DIRECTION A » Find every row below that contains the string "baby", matching case exactly, and copy each of those rows in full.

EXTRACT »
****

3. You worry that you need to study “grammar, grammar and more grammar”
Well, if these statements describe you, it’s not all doom and gloom!
Despite the hurdles, it’s definitely possible to make that shift from intermediate to advanced English. That’s the good news.
The bad news is - you’ve hit the proverbial brick wall. This barrier is called a “language-learning plateau”.
If you're at the “intermediate plateau”, your English is good enough for people to understand you. Moreover, you’re able to understand others well enough in most contexts. However, you still feel there’s something missing. No matter what you do, it feels impossible to boost your fluency or talk about more sophisticated topics.
Back to the Start - Classroom-based Language Training
To understand why many English language learners can’t break out of the intermediate plateau, we need to look at the origins of the problem.
How can I describe foreign language classes at school?
Soul-destroying. Monotonous. Lifeless. The list could go on.
In my first post on this blog, I stressed that too many curriculum designers and teachers don’t know how to break free from a linear grammatical syllabus. A linear grammatical syllabus deludedly suggests that the learning of English should begin with the verb ‘be’. The present simple and present continuous aspects follow thereafter, and - you know the rest.
Overloading students with so many tenses and aspects gives them a phobia of making mistakes. The worst thing is - it’s pointless to learn most of these aspects. In conversation, native speakers of English rarely use aspects like the future perfect and past perfect continuous. Quite frankly, many native speakers have never used these aspects in their lives because they're much too formal.
Hence, what we have is a situation whereby teachers overburden pupils with obscure aspects and the passive voice. Unfortunately, many of these aspects are suitable for written English. Few teachers of English actually realise this.
The net result of curriculum designers’ and teachers’ fascination with the grammatical syllabus and gap-fill exercises is hordes of teenagers stuck at a low intermediate level.
After so many years at school, they have a limited range of vocabulary and a confused brain full of pointless tenses and aspects.
They know next to nothing about the value of learning collocations, for example.
Through not much fault of their own, the vast majority of teenagers hit a brick wall - the “intermediate plateau”.
Unfortunately, so few of them make that leap from intermediate to advanced English AS ADULTS.
Building up to the Intermediate Plateau
We’re building up to why there isn’t usually a smooth progression as the language learner climbs the language proficiency ladder.
At the beginning, language acquisition is a rapid affair. Early on, the learner picks up a substantial amount of high frequency vocabulary. These high frequency words crop up again and again in coursebook texts and listening activities. Hence, the swift acquisition of high frequency vocabulary and basic communication ensues.
Professor Jack C. Richards wrote in his essay, Moving beyond the Plateau, that language learners who have experienced the transition from absolute beginner to real users of the language, recall the “feelings of satisfaction and achievement that comes with it and the learner finds he or she is actually capable of real communication in English.” (p.1).
Lower intermediate level learners who've got the feel-good factor
Teaching English to my wife with the aid of the excellent Innovations Elementary coursebook, I can see that she’s got the feel-good factor.

****

GIVEN RECORDS »
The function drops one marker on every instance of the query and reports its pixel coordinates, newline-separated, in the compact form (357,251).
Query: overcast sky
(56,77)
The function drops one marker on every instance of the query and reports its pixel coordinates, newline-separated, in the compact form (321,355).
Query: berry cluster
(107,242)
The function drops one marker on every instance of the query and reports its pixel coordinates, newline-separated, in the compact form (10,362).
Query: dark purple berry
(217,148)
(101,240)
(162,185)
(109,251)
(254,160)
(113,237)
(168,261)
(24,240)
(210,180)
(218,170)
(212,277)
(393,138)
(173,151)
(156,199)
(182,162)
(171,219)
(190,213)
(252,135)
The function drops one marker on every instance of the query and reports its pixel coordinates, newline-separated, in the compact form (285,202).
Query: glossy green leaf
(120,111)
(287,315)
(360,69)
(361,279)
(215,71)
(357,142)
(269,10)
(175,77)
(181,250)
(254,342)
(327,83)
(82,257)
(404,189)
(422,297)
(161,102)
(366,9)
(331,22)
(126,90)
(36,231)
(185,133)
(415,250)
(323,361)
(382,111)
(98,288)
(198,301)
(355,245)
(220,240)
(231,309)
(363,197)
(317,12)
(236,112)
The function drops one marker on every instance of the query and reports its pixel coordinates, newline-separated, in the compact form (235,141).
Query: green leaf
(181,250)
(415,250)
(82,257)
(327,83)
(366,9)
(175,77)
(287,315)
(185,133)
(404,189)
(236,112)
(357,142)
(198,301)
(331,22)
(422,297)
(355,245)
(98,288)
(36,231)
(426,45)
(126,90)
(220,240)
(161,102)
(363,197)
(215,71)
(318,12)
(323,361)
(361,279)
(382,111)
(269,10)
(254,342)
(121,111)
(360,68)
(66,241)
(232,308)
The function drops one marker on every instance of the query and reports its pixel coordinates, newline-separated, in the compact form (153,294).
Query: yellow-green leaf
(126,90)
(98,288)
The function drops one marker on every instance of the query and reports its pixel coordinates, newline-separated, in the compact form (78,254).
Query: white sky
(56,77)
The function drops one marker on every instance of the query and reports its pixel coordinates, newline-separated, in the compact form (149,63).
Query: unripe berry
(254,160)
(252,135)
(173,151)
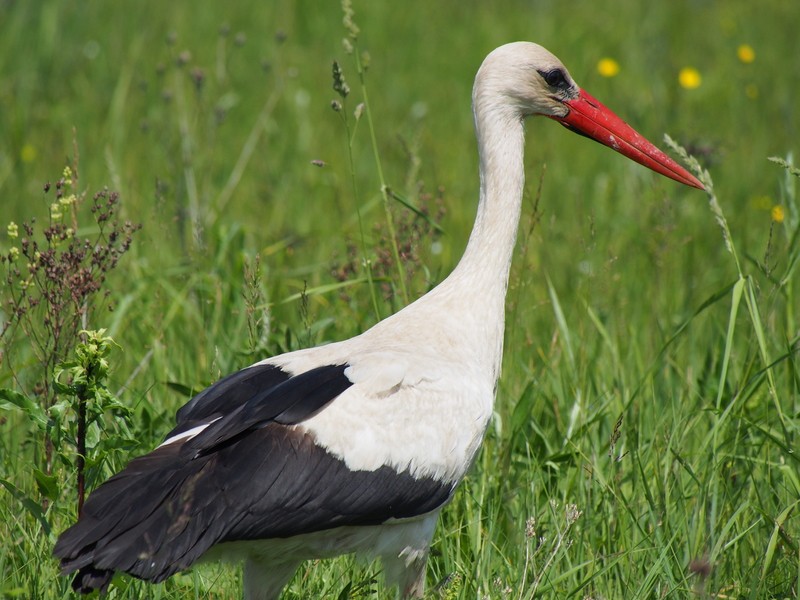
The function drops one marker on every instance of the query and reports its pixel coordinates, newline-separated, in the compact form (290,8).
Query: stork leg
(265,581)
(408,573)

****

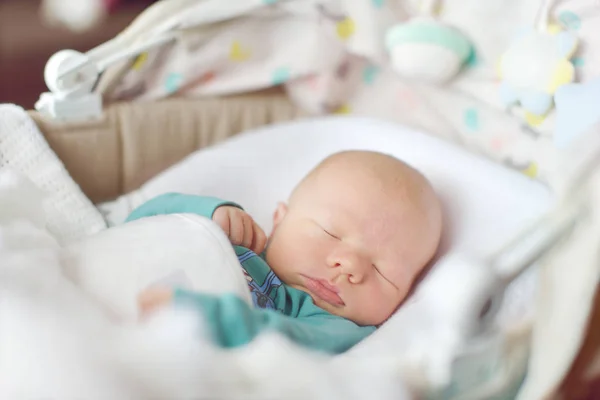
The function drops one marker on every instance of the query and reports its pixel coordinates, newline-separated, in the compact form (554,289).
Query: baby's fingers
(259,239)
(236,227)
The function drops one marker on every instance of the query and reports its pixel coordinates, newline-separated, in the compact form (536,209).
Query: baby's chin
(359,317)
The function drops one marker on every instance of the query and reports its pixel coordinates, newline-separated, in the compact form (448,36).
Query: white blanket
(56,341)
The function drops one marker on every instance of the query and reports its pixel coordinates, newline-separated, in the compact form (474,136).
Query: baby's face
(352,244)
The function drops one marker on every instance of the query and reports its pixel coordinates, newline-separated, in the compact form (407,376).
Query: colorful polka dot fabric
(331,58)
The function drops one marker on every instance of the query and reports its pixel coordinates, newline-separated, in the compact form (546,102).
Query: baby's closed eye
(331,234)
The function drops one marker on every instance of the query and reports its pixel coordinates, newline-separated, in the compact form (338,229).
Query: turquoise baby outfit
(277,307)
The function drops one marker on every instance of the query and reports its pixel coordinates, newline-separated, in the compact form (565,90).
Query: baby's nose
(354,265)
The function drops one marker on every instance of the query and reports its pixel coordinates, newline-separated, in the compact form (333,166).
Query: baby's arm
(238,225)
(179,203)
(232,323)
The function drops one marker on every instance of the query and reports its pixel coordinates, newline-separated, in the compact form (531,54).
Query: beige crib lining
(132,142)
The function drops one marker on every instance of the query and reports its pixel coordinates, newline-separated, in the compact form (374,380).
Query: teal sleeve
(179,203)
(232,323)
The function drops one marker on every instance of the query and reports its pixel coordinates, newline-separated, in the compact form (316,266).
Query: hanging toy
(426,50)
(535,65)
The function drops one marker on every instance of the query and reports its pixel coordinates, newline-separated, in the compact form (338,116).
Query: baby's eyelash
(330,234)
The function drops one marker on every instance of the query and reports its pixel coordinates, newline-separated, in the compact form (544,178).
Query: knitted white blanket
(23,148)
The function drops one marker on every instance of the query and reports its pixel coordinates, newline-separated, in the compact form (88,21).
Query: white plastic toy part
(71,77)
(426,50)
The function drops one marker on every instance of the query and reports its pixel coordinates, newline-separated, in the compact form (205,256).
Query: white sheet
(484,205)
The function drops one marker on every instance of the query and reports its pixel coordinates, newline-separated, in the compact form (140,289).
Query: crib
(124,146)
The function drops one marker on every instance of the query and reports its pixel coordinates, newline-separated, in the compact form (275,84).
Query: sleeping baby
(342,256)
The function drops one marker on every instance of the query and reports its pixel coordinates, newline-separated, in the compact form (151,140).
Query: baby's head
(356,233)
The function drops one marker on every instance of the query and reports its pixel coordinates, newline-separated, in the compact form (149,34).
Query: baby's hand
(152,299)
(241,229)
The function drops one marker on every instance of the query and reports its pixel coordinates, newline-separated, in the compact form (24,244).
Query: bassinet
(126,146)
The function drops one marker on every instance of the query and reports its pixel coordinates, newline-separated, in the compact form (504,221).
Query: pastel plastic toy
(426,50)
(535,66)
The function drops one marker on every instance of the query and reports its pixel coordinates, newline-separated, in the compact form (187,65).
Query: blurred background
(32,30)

****

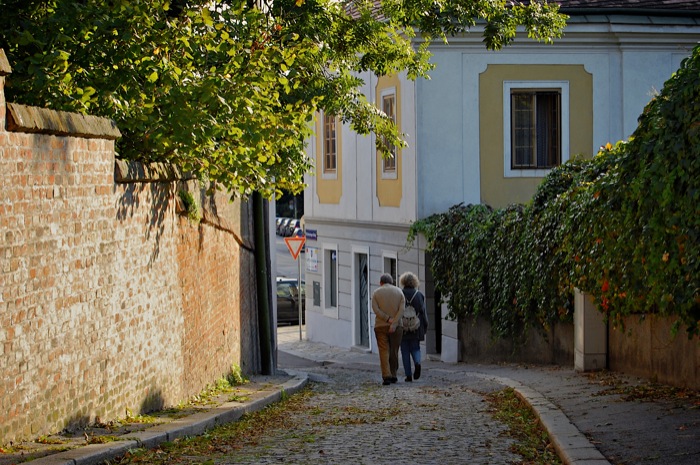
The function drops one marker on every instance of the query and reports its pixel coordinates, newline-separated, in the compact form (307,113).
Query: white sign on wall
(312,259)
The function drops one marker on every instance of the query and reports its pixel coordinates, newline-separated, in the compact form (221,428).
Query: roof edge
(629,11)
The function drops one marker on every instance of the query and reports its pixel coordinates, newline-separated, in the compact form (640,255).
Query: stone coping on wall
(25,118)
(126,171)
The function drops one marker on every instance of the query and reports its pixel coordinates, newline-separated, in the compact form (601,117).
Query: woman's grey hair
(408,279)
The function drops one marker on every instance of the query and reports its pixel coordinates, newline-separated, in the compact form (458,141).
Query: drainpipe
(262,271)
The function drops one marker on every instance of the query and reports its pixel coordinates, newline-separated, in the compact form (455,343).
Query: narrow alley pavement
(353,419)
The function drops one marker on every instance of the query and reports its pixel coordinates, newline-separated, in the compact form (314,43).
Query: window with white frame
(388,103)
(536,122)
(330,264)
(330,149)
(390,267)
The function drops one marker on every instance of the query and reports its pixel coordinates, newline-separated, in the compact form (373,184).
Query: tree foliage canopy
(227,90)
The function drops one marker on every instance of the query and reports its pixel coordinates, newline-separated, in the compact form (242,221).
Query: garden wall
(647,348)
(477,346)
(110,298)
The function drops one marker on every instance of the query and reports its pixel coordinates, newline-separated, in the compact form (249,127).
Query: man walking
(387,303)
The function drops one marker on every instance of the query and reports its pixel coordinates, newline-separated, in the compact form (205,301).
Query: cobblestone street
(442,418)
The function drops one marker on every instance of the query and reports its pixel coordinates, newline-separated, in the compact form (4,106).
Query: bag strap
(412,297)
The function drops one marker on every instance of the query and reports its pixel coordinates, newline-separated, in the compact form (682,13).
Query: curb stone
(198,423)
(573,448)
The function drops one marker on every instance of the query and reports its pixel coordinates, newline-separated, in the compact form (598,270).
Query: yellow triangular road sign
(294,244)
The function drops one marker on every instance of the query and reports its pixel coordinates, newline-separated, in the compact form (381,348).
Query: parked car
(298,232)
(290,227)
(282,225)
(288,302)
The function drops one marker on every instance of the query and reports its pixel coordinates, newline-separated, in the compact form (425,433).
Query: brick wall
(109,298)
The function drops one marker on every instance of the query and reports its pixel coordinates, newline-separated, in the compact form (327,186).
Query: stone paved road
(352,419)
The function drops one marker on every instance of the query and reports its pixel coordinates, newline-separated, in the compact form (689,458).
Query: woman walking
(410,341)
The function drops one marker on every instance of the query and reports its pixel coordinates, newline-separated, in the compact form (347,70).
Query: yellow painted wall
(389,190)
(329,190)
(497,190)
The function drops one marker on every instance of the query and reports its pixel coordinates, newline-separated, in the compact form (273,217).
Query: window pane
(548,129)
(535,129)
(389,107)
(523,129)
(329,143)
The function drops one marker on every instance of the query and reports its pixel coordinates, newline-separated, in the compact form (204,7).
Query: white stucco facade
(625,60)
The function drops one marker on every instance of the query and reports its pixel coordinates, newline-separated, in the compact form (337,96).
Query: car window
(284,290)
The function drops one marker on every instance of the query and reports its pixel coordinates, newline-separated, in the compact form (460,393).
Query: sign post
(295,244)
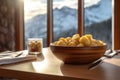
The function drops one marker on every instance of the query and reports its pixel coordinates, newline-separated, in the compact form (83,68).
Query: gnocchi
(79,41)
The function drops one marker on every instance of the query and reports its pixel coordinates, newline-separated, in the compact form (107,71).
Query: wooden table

****

DIRECTION B »
Answer these questions from the text above on the intermediate plateau:
(i) According to the text, a linear grammatical syllabus suggests that learning English should begin with which verb?
(ii) Who wrote the essay Moving beyond the Plateau?
(iii) Which coursebook is being used to teach English to the writer's wife?

EXERCISE RESULT A »
Query: baby's fingers
Query: baby's chin
Query: baby's face
Query: baby's closed eye
Query: turquoise baby outfit
Query: baby's nose
Query: baby's arm
Query: baby's eyelash
Query: sleeping baby
Query: baby's head
Query: baby's hand

EXERCISE RESULT B »
(i) The verb 'be'.
(ii) Professor Jack C. Richards.
(iii) Innovations Elementary.